- **Instructions for the task**:
Extract verbatim the lines of the items, starting at the line that contains "Mark the paved" and stopping after the final line of the items, with both ends included.

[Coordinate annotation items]
:::

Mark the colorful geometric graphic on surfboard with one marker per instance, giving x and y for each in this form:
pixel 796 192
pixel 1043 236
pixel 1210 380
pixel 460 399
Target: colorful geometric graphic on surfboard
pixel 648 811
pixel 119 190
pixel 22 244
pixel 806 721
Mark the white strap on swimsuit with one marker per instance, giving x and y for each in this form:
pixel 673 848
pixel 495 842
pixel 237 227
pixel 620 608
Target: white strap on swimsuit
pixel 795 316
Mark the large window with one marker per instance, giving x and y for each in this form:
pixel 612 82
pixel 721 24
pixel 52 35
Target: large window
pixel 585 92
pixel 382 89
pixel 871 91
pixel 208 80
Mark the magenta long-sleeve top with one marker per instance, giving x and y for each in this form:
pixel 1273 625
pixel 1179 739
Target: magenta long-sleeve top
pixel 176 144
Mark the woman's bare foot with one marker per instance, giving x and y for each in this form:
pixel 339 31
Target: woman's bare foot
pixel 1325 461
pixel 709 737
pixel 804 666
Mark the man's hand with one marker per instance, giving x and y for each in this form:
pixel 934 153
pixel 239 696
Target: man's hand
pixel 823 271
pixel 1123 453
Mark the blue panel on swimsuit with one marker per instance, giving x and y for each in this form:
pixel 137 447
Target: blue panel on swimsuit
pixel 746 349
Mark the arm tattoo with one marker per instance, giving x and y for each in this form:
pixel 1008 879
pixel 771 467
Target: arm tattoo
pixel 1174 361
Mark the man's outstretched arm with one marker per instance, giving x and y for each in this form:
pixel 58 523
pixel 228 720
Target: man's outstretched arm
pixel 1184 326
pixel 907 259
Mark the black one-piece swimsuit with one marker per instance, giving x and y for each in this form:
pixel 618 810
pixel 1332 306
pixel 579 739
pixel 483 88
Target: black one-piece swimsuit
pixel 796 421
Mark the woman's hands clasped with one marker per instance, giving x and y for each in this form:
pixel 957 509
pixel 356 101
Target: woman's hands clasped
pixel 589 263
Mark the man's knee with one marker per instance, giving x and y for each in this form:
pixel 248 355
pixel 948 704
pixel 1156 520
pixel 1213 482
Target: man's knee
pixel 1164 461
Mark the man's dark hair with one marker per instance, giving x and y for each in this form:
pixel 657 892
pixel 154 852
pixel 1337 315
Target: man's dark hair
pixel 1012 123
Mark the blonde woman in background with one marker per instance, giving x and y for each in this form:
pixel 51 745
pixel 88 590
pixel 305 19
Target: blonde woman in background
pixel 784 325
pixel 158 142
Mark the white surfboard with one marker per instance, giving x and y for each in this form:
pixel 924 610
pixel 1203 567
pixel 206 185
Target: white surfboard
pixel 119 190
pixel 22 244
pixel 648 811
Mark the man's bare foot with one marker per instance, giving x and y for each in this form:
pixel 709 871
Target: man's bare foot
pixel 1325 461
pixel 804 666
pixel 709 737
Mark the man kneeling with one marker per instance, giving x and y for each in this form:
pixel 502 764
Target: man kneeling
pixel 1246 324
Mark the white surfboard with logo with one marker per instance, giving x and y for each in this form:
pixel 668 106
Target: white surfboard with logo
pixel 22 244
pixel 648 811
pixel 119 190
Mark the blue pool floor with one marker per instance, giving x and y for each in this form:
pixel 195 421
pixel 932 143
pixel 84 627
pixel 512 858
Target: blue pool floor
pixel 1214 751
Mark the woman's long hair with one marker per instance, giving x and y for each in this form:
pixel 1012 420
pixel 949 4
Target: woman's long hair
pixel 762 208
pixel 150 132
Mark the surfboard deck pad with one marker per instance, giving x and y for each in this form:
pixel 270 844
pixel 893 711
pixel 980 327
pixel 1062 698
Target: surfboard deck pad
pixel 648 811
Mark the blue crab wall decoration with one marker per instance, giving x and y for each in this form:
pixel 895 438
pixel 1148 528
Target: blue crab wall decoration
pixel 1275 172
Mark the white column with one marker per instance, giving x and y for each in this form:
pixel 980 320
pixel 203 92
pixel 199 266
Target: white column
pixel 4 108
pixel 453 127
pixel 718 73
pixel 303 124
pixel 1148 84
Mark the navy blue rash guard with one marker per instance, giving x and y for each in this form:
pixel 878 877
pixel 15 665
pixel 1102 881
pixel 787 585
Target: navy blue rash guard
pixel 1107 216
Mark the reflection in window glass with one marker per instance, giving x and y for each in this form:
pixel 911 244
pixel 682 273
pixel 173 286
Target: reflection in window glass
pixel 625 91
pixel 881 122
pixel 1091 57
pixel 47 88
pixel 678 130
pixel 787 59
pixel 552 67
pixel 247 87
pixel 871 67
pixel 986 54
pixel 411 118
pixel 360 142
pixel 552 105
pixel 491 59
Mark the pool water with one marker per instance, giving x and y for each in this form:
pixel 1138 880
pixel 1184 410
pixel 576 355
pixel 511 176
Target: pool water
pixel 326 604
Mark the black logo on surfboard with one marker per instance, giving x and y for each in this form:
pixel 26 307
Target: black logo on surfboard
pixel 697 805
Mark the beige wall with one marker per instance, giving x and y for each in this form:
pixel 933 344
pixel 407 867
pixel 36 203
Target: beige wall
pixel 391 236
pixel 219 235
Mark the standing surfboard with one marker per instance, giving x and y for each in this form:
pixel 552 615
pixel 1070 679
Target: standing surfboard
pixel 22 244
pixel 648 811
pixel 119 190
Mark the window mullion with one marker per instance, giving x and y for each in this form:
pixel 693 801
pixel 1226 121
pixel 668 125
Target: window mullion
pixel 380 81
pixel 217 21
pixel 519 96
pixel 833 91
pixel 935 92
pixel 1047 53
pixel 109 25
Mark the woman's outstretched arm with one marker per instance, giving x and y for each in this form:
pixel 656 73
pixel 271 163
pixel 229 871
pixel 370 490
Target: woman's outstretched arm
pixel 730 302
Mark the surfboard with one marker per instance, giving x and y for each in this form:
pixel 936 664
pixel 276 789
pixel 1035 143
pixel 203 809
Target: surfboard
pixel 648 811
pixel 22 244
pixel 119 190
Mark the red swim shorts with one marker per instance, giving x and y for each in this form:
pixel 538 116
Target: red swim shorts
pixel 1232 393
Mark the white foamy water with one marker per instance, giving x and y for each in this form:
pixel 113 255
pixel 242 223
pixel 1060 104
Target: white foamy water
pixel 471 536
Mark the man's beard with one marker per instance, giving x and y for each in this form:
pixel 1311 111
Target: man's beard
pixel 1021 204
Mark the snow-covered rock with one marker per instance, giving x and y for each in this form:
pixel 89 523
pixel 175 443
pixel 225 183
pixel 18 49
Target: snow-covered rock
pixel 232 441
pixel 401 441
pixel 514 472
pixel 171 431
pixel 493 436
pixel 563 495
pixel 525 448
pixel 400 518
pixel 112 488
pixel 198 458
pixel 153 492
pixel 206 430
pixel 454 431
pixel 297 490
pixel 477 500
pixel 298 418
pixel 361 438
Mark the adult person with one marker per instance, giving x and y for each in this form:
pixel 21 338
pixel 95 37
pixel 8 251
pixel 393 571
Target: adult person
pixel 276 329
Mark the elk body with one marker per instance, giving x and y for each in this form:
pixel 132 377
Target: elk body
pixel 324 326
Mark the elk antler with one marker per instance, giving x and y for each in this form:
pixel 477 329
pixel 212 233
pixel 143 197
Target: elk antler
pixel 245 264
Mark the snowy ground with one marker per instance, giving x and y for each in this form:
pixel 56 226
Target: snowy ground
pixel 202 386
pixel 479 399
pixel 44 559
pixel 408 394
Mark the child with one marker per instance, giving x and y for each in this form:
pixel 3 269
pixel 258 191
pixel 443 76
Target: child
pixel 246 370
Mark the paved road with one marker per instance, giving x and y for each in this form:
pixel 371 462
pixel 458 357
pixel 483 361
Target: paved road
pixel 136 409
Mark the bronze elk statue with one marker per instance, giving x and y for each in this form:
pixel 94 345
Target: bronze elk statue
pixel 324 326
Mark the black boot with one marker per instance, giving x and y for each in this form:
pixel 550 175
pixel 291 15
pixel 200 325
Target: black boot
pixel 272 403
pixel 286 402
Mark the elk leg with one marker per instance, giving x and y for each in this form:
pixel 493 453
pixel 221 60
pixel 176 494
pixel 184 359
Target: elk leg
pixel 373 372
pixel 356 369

:::

- **Exercise solution**:
Mark the paved road with one marker per instance, giving x and y for each in this form:
pixel 371 462
pixel 458 357
pixel 483 361
Target: paved road
pixel 136 409
Mark the bronze elk statue with one marker per instance, giving x and y for each in this form:
pixel 94 345
Target: bronze elk statue
pixel 324 326
Mark the black boot with one marker per instance, giving x and y for each in this form:
pixel 550 175
pixel 291 15
pixel 200 325
Target: black boot
pixel 272 403
pixel 286 402
Mark the elk leg with one marker per instance, giving x and y for each in this form:
pixel 493 453
pixel 221 60
pixel 176 494
pixel 184 359
Target: elk leg
pixel 373 372
pixel 356 369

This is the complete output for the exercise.